*TASK TO CARRY OUT*.
Reproduce the listing exactly, please, with every line intact.
━━━
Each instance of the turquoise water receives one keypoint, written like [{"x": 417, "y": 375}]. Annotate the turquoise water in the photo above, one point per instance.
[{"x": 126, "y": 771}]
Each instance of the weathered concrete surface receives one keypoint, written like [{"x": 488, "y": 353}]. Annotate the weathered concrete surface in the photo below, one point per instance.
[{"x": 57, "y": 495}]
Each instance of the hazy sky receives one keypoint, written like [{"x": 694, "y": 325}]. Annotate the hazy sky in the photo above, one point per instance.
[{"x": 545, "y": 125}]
━━━
*RESULT OF THIS TASK*.
Each instance of the turquoise water receives one keypoint, written like [{"x": 417, "y": 375}]. Annotate the turquoise water in the photo above, one point per instance.
[{"x": 126, "y": 771}]
Each instance of the weathered concrete surface receives one keypoint, written like [{"x": 488, "y": 353}]. Annotate the weathered concrete surface in the photo below, one point per instance.
[{"x": 57, "y": 495}]
Each instance of the hazy sky receives one keypoint, written like [{"x": 694, "y": 325}]. Annotate the hazy sky in the photo above, one point per instance.
[{"x": 545, "y": 125}]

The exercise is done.